* [Work to complete]:
Would you retype every entry that follows without altering a word?

==== The input

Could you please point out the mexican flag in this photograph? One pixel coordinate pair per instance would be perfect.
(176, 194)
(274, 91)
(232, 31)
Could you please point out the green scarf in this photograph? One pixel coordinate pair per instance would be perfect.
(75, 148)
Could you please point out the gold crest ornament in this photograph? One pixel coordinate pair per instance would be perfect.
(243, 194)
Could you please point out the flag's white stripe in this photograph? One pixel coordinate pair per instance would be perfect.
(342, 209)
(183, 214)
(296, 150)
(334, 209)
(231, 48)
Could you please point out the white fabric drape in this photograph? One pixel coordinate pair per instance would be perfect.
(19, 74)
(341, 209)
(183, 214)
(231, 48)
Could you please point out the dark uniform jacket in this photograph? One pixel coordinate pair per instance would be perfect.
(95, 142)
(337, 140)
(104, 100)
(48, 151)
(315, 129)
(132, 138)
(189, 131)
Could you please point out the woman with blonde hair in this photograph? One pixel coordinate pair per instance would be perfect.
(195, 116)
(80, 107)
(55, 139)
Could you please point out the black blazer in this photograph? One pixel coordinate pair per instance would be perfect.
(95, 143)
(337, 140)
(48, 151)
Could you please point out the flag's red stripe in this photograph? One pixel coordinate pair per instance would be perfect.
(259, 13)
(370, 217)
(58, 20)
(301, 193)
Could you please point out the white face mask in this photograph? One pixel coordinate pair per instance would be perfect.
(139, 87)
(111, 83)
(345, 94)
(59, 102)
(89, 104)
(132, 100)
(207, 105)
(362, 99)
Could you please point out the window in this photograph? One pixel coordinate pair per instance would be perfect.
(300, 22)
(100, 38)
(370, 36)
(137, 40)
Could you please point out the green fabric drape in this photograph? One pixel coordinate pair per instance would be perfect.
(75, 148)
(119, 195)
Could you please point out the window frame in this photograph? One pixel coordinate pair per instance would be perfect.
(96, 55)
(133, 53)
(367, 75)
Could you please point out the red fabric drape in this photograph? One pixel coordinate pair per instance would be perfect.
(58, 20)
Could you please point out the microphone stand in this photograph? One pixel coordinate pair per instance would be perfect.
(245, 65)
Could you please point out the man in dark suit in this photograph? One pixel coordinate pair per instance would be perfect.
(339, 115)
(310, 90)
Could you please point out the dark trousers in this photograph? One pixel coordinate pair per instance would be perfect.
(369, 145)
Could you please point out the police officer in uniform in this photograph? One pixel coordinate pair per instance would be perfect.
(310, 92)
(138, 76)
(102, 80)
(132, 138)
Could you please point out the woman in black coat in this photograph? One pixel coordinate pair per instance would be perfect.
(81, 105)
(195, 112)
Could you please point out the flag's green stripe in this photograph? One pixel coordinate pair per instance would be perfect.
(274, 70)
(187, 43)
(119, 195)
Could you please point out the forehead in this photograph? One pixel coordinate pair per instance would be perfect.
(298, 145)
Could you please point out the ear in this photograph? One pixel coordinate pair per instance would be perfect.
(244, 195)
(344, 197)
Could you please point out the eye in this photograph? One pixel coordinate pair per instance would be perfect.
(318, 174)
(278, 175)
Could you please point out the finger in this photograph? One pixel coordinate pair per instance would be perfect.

========

* [Answer space]:
Could you please point out the mexican flag in this photograph? One pixel coordinate pair per instance would be perfect.
(176, 194)
(274, 91)
(232, 31)
Could you please point out the green scarf in this photograph? One pixel coordinate pair per instance would be perfect.
(75, 148)
Could you please point out the gold crest ornament in this photograph? One pixel coordinate pair per instance would be perfect.
(243, 194)
Could you please point out the flag's white stripe in this photograph? One pixel coordinate pair per instance would be perfect.
(342, 209)
(183, 214)
(296, 150)
(334, 209)
(231, 48)
Could you please point out the white fabric drape in this photograph? One pixel coordinate pair per instance would be perfect.
(19, 74)
(341, 209)
(183, 214)
(231, 48)
Could you please point out the dark uniform jacket in this photograph? One pixel coordinate pair per instance would be perfect.
(95, 142)
(337, 140)
(104, 100)
(48, 151)
(315, 129)
(132, 138)
(189, 131)
Could you please point out the woman with blonde hair in this photograph? One pixel coordinate pair per instance would be perfect.
(195, 116)
(80, 107)
(55, 139)
Could you please point out the black blazer in this photograph? One pixel coordinate pair per instance would be perfect.
(95, 143)
(337, 140)
(48, 151)
Could you please point out the flag's red stripe in this photograph? One pixel coordinate pair per instance would be perfect.
(259, 13)
(370, 217)
(58, 20)
(301, 193)
Could you please point out the white face mask in this photograph? One pixel coordinate pair per instance would be perfect.
(139, 87)
(111, 83)
(345, 94)
(59, 102)
(89, 104)
(132, 100)
(207, 105)
(362, 99)
Could you please point out the window in this photograph? One pixel coordinate pair per instance would be perfect.
(300, 22)
(100, 38)
(370, 36)
(137, 40)
Could you please point out the green fabric drape in this photograph? One pixel coordinate pair per instance would be perfect.
(75, 148)
(119, 195)
Could you please point out the window frame in this photograph? One pixel coordinate pair per instance would be perfect.
(96, 55)
(133, 53)
(367, 75)
Could you please point out the red fabric drape in this photograph? One pixel coordinate pair per instance would be perfect.
(58, 20)
Could you please point out the microphone stand in this photograph? One pixel coordinate pair per instance would be perfect.
(245, 65)
Could you please point out the man in dark suit in this photograph? One pixel coordinate pair per instance would be perfect.
(339, 115)
(310, 90)
Could you please point out the dark trousers in this photograph? One pixel coordinate pair per instance would be perfect.
(369, 145)
Could you please point out the police officer in uniform in this photograph? One pixel coordinate pair per instance would be perfect.
(310, 92)
(138, 76)
(102, 80)
(132, 138)
Could you please point out the woman in black coat in this photograph? One pixel coordinate pair per instance would be perfect.
(81, 105)
(195, 112)
Could you please point out the flag's green stripe in this photograph? One pixel coordinate pair per instance would be perfect.
(274, 70)
(187, 43)
(119, 195)
Could you please point out the forehead in this photograph? One pixel coordinate pair per instance would be perfect.
(298, 145)
Could you please point out the ear in this photograph? One pixel coordinate pair per instance would be perfect.
(244, 195)
(344, 197)
Could you please point out the eye in this photograph? One pixel coordinate pair per instance would be perfect.
(318, 174)
(278, 175)
Could you please point out the finger in this photograph? One pixel coordinate pair per instance would be perfect.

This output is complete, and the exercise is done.